---------- Record extracts

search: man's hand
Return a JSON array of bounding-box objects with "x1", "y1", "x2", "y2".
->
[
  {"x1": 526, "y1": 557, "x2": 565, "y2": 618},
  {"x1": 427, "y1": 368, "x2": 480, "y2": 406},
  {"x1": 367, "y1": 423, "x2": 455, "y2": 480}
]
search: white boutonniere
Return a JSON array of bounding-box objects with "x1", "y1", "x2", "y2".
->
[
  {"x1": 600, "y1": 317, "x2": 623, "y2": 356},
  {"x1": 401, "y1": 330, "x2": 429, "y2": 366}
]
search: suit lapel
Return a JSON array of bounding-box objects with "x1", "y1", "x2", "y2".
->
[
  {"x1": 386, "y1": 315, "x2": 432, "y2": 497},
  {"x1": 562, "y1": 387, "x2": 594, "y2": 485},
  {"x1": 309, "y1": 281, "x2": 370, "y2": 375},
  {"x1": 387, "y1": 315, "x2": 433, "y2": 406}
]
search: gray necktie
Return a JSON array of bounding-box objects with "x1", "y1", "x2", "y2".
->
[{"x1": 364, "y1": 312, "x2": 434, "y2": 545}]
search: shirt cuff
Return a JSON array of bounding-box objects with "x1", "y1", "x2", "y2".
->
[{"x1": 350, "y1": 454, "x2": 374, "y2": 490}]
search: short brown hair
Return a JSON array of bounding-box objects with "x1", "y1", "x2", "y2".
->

--------------------
---------- Record extracts

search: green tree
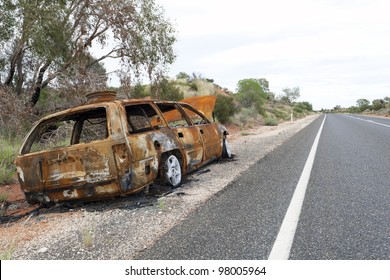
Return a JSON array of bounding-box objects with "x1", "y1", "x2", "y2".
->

--------------------
---------- Record extracts

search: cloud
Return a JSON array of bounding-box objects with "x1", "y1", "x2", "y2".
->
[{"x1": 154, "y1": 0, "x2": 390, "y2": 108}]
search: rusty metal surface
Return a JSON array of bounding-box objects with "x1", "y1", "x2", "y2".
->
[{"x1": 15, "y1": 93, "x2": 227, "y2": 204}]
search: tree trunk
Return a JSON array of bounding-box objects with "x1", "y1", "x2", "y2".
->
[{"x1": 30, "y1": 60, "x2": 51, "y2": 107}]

--------------------

## Required task
Which lines of the material contain the string "search"? Pull out each of those lines in full, counting only matches with the same capitalization.

## Worked answer
search: man's hand
search: white boutonniere
search: suit lapel
search: gray necktie
search: shirt cuff
search: short brown hair
search: green tree
search: cloud
search: rusty metal surface
search: tree trunk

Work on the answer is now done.